▸ **EXCERPT**:
========
7th June: Paulson & Goldman politics

“Ask not what your country can do for you – ask what you can do for your country,” thundered John F Kennedy in his inaugural address. Hundreds of column inches have been devoted to former Goldman Sachs chairman and chief executive Hank Paulson’s nomination as US Treasury secretary. Hank will not be pleased by this largesse of newsprint.

For Hank, like Prince Charles, is a tree-hugger. He is chairman of The Nature Conservancy, an American environmental group. In deference to Hank’s green side, I will therefore keep my remarks brief.

Indisputably, Paulson’s tenure at the top of Goldman has been a success. Look at the rocketing share price, record profits and the breadth of the business. Detractors grumble about conflicts of interest. The Economist, for example, criticizes Goldman’s “metamorphosis from being chiefly an agent that represented clients to a principal that found it profitable, sometimes, to help others as well”. To me this is akin to gloating at an inch of cellulite on a friend’s finely honed thigh. Don’t let’s forget that Mr Paulson’s job as CEO was not easy: keeping team Goldman together and the partnership spirit intact must have been challenging after the IPO in 1999.

More intriguing is why Paulson is leaving Goldman. It’s not about the opportunity. There are rumours that he was a candidate for the Treasury job before John Snow got it in 2003. And from what I read, there was an awful lot of huffing and puffing before Paulson accepted Bush’s proposal this time around. The Wall Street Journal reported that Paulson cancelled an invitation to have dinner with Bush in mid-April because he didn’t want the president to believe he would take the job. When Bush and Paulson did meet on May 20, Paulson was still prevaricating but relented the next day because, apparently, he felt he might have regrets.
========
▸ **EXERCISE SET**:
[1] In the column on Hank Paulson, what environmental group is he said to chair?
[2] Please extract from the column on Hank Paulson the passage starting with "More intriguing is" and going on through "might have regrets.".
[3] Write what comes next in the column on Hank Paulson, picking up after its final sentence.
The data below the column were drawn from a separate source.

[Rows from the dataset]
========
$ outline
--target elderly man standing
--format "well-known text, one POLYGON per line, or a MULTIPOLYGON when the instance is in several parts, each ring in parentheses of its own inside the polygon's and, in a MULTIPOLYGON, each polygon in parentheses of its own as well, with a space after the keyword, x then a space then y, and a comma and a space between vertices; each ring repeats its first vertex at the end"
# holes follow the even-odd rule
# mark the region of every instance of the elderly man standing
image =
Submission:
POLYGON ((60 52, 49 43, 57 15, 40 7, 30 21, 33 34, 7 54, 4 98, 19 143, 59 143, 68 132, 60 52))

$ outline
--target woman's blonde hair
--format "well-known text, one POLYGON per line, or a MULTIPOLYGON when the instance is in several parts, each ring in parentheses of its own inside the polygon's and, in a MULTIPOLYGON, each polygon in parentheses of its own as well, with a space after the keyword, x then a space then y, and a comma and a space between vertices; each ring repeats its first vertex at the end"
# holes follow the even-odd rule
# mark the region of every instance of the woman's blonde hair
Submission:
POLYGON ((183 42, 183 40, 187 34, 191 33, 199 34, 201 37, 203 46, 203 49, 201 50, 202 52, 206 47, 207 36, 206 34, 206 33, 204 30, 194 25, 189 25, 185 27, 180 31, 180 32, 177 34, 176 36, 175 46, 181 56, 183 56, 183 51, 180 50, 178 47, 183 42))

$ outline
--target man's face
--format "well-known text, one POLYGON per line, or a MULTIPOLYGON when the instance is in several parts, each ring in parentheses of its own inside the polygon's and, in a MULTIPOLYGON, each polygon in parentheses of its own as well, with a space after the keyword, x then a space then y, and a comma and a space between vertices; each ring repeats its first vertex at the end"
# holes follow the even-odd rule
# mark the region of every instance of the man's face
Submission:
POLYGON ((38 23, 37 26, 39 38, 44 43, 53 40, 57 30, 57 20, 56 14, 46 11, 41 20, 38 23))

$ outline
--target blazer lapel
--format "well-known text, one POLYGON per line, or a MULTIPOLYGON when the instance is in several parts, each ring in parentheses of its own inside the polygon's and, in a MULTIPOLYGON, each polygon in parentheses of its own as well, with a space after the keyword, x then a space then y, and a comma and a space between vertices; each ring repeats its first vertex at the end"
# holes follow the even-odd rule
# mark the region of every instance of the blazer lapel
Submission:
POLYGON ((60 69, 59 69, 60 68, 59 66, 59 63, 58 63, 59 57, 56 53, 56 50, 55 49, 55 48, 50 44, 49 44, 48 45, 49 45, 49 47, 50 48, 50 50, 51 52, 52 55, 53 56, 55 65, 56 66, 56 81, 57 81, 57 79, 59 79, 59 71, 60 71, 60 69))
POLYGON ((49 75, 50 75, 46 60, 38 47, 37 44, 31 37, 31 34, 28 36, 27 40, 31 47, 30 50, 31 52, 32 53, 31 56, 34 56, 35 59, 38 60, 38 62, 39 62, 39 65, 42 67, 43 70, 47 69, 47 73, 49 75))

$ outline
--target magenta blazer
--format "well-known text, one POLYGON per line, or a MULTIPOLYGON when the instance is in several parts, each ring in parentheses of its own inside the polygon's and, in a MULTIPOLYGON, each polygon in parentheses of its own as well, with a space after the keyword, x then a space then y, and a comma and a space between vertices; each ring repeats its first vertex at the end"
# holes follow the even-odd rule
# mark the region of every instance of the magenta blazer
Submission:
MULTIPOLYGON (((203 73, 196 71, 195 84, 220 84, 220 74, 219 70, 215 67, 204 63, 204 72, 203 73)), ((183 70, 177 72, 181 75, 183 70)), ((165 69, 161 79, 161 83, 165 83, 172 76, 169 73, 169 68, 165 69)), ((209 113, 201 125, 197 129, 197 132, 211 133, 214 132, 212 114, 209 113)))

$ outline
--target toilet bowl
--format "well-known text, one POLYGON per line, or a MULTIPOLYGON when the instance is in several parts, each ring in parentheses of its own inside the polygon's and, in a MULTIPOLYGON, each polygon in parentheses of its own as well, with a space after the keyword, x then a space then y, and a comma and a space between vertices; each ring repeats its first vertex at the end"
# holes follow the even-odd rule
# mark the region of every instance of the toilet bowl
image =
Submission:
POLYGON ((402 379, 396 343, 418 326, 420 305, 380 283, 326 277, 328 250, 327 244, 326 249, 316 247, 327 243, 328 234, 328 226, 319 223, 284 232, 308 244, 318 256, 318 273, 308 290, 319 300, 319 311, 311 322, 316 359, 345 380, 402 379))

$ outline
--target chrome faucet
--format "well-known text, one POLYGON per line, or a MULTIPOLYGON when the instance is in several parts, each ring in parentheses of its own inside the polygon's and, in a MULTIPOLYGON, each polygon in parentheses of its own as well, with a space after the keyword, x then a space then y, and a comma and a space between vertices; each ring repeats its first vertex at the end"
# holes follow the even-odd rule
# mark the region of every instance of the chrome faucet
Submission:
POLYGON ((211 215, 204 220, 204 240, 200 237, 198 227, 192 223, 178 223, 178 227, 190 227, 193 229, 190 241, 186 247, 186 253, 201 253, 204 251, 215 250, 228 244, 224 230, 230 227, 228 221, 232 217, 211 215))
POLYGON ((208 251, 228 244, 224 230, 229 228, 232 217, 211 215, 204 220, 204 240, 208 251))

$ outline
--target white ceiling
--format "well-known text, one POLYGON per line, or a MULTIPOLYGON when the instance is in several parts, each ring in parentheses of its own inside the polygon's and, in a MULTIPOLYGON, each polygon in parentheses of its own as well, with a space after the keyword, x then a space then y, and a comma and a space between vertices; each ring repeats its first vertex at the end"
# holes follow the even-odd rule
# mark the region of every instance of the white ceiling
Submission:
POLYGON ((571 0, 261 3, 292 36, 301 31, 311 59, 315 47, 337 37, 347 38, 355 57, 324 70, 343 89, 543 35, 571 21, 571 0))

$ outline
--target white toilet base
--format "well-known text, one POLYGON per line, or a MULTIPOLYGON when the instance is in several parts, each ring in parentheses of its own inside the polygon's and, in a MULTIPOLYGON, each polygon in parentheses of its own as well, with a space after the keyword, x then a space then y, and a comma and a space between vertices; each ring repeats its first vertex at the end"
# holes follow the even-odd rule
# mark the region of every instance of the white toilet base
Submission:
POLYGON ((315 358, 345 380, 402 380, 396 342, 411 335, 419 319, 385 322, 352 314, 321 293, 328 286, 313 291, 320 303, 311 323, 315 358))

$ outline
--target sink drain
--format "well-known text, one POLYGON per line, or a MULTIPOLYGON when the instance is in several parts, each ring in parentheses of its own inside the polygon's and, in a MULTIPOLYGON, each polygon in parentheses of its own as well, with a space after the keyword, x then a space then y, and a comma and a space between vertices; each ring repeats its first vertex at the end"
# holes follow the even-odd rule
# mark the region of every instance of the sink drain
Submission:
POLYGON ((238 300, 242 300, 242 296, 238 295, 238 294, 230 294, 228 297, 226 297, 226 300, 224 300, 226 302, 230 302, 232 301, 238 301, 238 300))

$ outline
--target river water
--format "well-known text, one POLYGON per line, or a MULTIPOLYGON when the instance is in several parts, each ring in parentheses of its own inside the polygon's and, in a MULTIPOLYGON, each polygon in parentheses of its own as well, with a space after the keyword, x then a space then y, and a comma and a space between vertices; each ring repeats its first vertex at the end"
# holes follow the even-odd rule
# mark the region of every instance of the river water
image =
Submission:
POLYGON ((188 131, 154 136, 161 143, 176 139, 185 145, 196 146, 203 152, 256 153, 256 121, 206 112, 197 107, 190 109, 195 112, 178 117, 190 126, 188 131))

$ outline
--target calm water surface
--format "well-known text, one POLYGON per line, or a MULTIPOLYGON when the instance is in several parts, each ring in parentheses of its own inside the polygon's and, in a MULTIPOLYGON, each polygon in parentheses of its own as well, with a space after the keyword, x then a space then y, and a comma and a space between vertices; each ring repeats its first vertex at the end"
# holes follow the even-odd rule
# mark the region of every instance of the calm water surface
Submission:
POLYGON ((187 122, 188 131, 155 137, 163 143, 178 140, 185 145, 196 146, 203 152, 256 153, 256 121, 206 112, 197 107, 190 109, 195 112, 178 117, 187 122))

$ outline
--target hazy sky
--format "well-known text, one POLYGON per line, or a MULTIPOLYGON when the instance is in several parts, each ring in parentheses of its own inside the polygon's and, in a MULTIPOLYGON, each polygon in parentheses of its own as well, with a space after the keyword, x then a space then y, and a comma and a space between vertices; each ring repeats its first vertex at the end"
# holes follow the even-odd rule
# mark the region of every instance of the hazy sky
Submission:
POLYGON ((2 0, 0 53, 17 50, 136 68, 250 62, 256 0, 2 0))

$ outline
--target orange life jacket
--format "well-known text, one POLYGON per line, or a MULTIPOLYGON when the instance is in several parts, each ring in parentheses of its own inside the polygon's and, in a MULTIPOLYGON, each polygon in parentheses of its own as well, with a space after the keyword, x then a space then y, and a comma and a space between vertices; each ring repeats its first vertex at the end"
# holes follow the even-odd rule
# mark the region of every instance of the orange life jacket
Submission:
========
▸ **WRITTEN RESPONSES**:
[1] The Nature Conservancy.

[2]
More intriguing is why Paulson is leaving Goldman. It’s not about the opportunity. There are rumours that he was a candidate for the Treasury job before John Snow got it in 2003. And from what I read, there was an awful lot of huffing and puffing before Paulson accepted Bush’s proposal this time around. The Wall Street Journal reported that Paulson cancelled an invitation to have dinner with Bush in mid-April because he didn’t want the president to believe he would take the job. When Bush and Paulson did meet on May 20, Paulson was still prevaricating but relented the next day because, apparently, he felt he might have regrets.

[3]
“Is HP a bit of a PT?” I ask myself. His behaviour certainly resembles that of a pretty girl who can’t decide whether to sleep with an unprepossessing suitor. When Paulson didn’t go to Washington last time, Goldman Sachs lost both its then co-presidents, John Thornton and John Thain. How much longer would Hank’s number two, Lloyd Blankfein (responsible last year, some say, for 70% of the firm’s profits), have hung around? The inside story on this story is best summed up as: “It’s all about politics. Goldman politics, not Washington politics.”

My mole insists that Hank is “a do it my way or take the highway” type of guy who doesn’t respect dissent. I’d love to eavesdrop on a Hank and George conversation about the environment. The president is probably the only person left on the planet who won’t admit that global warming is a threat. And Paulson is probably the only person who hangs around Central Park trying to spot birds (not the human kind). Hank says: “It’s hard to think of an animal I’m not interested in.” George says (to paraphrase comedian Jay Leno): “I’m interested in alternative energy sources. How about solar energy? Let’s invade the sun.”

Paulson is poised to pick up a poisoned chalice. The words declining dollar, budget deficit, lame-duck presidency and mid-term elections trip off the tongue. In such circumstances, a bit of teasing is perhaps permitted. What do you think?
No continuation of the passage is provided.